In 1974, New York's COMEX futures market was opened to gold trading, paving the way to the "paper gold" derivatives and ETF's of our modern day. In December 2008, the notional value of all gold derivative contracts was $395 billion USD, or roughly equivalent to 15,000 metric tons of gold. To put this in perspective consider than futures markets are typically used as hedging operations for commodity producers, trading basis risk for price risk. Since the annual production of gold is around 2,500 metric tons, and the contracts are all within a year, the large notional value becomes questionable. And to put this in perspective with silver, in 2007 the equivalent of the entire aboveground stock of gold was exchanged every 269 trading days while the equivalent of the entire aboveground stock of silver is exchanged every 9 trading days.

__Extracted records__:
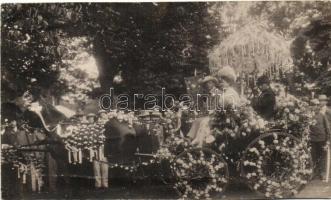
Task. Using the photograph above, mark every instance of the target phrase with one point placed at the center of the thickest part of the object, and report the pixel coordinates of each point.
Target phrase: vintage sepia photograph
(166, 100)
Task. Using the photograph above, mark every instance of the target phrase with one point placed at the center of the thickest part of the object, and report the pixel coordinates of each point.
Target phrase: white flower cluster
(207, 169)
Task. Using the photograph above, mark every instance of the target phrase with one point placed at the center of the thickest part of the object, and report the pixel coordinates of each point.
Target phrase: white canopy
(252, 45)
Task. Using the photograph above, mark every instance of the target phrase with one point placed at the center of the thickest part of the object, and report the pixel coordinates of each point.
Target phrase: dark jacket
(265, 104)
(320, 132)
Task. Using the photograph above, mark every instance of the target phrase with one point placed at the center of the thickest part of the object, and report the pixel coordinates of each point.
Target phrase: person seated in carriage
(265, 102)
(222, 85)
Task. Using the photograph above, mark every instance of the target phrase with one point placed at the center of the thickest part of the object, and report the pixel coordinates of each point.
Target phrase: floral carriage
(273, 157)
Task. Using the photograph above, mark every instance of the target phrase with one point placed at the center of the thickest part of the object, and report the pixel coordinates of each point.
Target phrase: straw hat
(322, 97)
(207, 79)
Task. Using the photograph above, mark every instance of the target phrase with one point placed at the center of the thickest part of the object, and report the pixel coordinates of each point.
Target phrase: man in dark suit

__To do__:
Please decide whether each statement agrees with the gold trading passage, answering yes or no and quoting the deciding words. (a) COMEX was opened to gold trading in 1974. (b) Gold's annual production is about 15,000 metric tons. (c) The equivalent of the entire aboveground stock of silver is exchanged every 269 trading days.

__Written solution__:
(a) Yes: "In 1974, New York's COMEX futures market was opened to gold trading"
(b) No: "the annual production of gold is around 2,500 metric tons"
(c) No: "the equivalent of the entire aboveground stock of silver is exchanged every 9 trading days"